Information supplied.
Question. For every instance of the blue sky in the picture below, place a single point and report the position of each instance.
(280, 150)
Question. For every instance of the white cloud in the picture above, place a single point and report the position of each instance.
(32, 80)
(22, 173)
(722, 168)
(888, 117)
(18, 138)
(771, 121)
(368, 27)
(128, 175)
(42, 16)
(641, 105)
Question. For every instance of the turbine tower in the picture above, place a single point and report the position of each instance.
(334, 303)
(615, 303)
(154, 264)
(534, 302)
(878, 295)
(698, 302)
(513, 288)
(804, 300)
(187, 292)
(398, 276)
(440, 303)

Exercise brief. Please copy all of the material above word for word, keeping every line in its original order.

Output of the task.
Question. For every instance of the blue sky in the picture below, place a single point and report the position of each instance.
(280, 150)
Question. For every instance of the white cloud in the picture above, place a single point and report the position of each instance.
(32, 80)
(22, 173)
(722, 168)
(888, 117)
(18, 138)
(771, 121)
(368, 27)
(128, 175)
(42, 16)
(641, 105)
Question. For every instance of the turbine tower in the picture above, place a single point and report the position of each instance.
(334, 303)
(615, 303)
(154, 264)
(534, 302)
(878, 295)
(698, 302)
(513, 288)
(804, 300)
(187, 292)
(398, 276)
(440, 303)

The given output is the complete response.